Just how were these figures compiled? Is this a definitive conclusion or a causative postulate?
- The combined effects of ambient air pollution and household air pollution are associated with 6.7 million premature deaths annually.
How and which entity made this “association”?
- Household air pollution exposure leads to noncommunicable diseases including stroke, ischaemic heart disease, chronic obstructive pulmonary disease (COPD) and lung cancer.
Apart from climate change, I am sure the WHO will blame the recent surge in premature deaths among young, athletic individuals to household air pollution. It is only a matter of time. Notice that the WHO carefully included the words “attributable,” “attributed” or “associated” to deaths it claimed were due to household pollution.
- Women and children, typically responsible for household chores such as cooking collecting (sic) firewood, bear the greatest health burden from the use of polluting fuels and technologies in homes.
I am not sure what “cooking collecting” firewood means, but unless trees and plants grow and wither indoors, all combustible materials are collected outdoors.
- It is essential to expand use of clean fuels and technologies to reduce household air pollution and protect health. These include solar, electricity, biogas, liquefied petroleum gas (LPG), natural gas, alcohol fuels, as well as biomass stoves that meet the emission targets in the WHO Guidelines.
Now, we get to the crux of the matter. Isn’t it better for the WHO or a billionaire-funded designated entity to gain real-time access to our homes and offices in order to “protect us from ourselves”? A constellation of smart household sensors will even detect our cognitive health.
And here is the ultimate rebuttal to the household pollution scare. It comes from a 2015 CBS report: “Historical data shows that women have been living longer than men for more than a century. A new study of people born between 1800 and 1935 shows that once infectious diseases were brought under control, men between 50 and 70 years old died twice as often as women – and their rates of death were higher at any age.”
Where do you think women of this epoch had spent most of their time? Yes, overwhelmingly inside their homes, doing backbreaking housework! Yet, they outlived men at twice the rate.
Furthermore, according to a 2019 BBC report, there were plenty of household poisons, marketed as safe during the corresponding 1800-1935 epoch. Babies were given the morphine-laced Mrs Wilmslow’s Soothing Syrup to quieten them down. Victorian-era face powders contained arsenic. Laudanum, an opiate tincture containing morphine and codeine, was celebrated in Sherlock Holmes novels. (Holmes was a user). Morphine and arsenic were actually present in many household nostrums. A line of fashionable top hats from the 1840s contained mercuric nitrate. The substance sometimes caused heavy metal poisoning, which in turn induced violence and aggression. This was the origin of the phrase “mad as a hatter.”

◆ Assignment 1:
Answer each question from the commentary on household air pollution, one line per answer:
(a) How many premature deaths each year are associated with the combined effects of ambient and household air pollution?
(b) The study in the 2015 CBS report covered people born between which years?
(c) What substance did a line of fashionable 1840s top hats contain?
◆ Assignment 2: Summarize the commentary on household air pollution in two sentences.

◆ Recorded information:

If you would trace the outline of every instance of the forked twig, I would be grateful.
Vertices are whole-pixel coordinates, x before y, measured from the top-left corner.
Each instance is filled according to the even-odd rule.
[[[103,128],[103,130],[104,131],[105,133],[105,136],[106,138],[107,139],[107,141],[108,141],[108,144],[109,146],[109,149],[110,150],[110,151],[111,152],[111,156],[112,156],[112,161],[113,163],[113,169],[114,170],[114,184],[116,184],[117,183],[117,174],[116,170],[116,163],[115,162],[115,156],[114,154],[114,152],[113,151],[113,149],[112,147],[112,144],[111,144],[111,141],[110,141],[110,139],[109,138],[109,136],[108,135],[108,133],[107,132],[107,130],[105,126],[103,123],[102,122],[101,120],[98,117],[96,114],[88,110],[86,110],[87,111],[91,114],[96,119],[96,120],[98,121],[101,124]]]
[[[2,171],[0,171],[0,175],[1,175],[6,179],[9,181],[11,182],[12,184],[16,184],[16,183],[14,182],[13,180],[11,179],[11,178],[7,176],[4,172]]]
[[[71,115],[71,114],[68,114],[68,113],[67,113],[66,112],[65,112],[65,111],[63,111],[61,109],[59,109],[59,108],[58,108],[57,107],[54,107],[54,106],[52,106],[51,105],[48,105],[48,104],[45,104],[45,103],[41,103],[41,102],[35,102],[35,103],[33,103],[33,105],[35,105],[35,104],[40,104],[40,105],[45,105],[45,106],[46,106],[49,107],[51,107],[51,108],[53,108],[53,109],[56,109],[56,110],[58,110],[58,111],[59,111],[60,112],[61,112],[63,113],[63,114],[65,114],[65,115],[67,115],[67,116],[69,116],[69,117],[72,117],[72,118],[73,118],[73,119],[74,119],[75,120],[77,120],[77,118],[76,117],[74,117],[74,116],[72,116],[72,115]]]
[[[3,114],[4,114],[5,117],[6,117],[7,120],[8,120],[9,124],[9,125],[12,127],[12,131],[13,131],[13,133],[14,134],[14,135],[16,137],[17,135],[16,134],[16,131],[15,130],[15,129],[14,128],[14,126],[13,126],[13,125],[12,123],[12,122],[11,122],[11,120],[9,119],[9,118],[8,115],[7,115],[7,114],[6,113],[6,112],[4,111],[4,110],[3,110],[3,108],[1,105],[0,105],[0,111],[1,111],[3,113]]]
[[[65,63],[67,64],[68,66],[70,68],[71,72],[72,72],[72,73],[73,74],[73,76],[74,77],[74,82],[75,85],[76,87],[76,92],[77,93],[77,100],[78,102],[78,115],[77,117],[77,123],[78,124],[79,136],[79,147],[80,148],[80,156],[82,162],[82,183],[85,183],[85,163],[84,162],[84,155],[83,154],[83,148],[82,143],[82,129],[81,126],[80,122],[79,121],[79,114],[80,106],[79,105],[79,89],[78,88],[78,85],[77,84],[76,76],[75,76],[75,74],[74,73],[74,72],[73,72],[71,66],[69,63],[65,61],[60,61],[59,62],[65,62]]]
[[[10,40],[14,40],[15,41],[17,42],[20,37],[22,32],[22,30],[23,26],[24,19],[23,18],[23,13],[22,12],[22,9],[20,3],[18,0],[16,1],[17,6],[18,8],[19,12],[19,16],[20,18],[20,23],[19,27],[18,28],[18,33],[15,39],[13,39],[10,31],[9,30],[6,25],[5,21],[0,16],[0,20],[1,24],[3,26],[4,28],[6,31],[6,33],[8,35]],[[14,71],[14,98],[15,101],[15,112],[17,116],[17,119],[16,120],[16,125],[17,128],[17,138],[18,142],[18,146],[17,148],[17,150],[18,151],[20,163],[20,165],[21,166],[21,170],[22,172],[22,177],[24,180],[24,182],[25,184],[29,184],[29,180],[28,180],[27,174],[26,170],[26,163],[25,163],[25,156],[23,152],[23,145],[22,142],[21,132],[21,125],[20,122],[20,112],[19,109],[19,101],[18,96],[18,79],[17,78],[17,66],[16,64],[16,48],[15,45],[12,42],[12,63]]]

◆ Solution 1:
(a) 6.7 million
(b) 1800 and 1935
(c) Mercuric nitrate

◆ Solution 2: The commentary quotes WHO statements on household air pollution and questions how the figures were compiled, noting that the WHO uses words like "attributable" and "associated." As a rebuttal, it cites a 2015 CBS report that women have outlived men for more than a century despite spending most of their time at home, along with a 2019 BBC report on household poisons that were marketed as safe between 1800 and 1935.